§ **Requirements**: Rewrite every line of the rows below, including the labeling instructions, and add 73 to each x and y coordinate in the point answers. Omit the pictures.

— Begin The records —

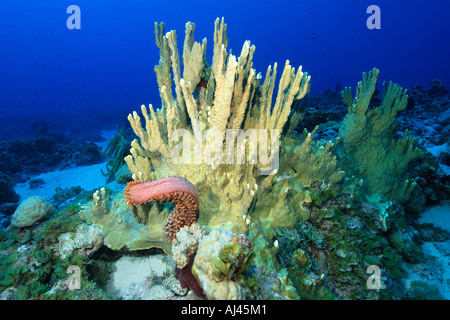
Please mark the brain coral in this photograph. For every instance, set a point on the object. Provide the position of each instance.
(31, 210)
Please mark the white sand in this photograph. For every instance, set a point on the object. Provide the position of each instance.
(435, 270)
(128, 271)
(87, 177)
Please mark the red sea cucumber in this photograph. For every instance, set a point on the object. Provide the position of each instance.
(178, 191)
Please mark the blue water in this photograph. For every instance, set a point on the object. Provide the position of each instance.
(48, 72)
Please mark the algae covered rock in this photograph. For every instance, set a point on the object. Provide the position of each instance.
(221, 257)
(86, 239)
(30, 211)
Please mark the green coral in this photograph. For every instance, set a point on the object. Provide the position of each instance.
(118, 148)
(368, 148)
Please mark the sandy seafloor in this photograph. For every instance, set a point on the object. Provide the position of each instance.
(131, 272)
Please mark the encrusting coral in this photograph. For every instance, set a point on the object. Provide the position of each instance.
(30, 211)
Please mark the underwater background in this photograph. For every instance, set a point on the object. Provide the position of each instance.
(65, 99)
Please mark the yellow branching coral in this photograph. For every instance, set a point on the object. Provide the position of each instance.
(218, 125)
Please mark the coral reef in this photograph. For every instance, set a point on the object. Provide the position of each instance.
(117, 149)
(85, 240)
(221, 257)
(368, 148)
(275, 202)
(174, 190)
(30, 211)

— End The records —

§ **Exercise result**:
Please mark the brain coral in this photograph. For every instance, set a point on the object. Provide the position of each instance.
(104, 283)
Please mark the white sand in this photograph. For every instance, set a point on the object. Provide the position of each instance.
(508, 343)
(201, 344)
(160, 250)
Please mark the red sea cucumber in this photograph. For every instance, set a point on the object. Provide the position of each instance.
(251, 264)
Please mark the blue water in this photograph. For every instance, set a point on the object. Provide the position of each instance.
(121, 145)
Please mark the algae covered rock in this photograph. For every instance, set a point on the object. Provide the position of each instance.
(294, 330)
(159, 312)
(103, 284)
Please mark the green coral in this photograph. For every instance, set a point on the object. Provide the position of each instance.
(191, 221)
(441, 221)
Please mark the sandy seafloor in this photograph. For every instance, set a point on the object. Provide the position of each instance.
(204, 345)
Please mark the encrusting coral in this photograph. For every instance, set a point on the object. Provide the position of each instance.
(103, 284)
Please mark the underwater background in this photograph. For every instance, set a point on the object. Provide the position of each instance.
(138, 172)
Please mark the yellow branching coral in this photograph. For every instance, set a point on the object. Provide the position of each instance.
(291, 198)
Please mark the coral reef in this photograph. For every instance, set a point on the object. Provide the position of each instance.
(190, 222)
(158, 313)
(294, 330)
(441, 221)
(348, 275)
(247, 263)
(103, 284)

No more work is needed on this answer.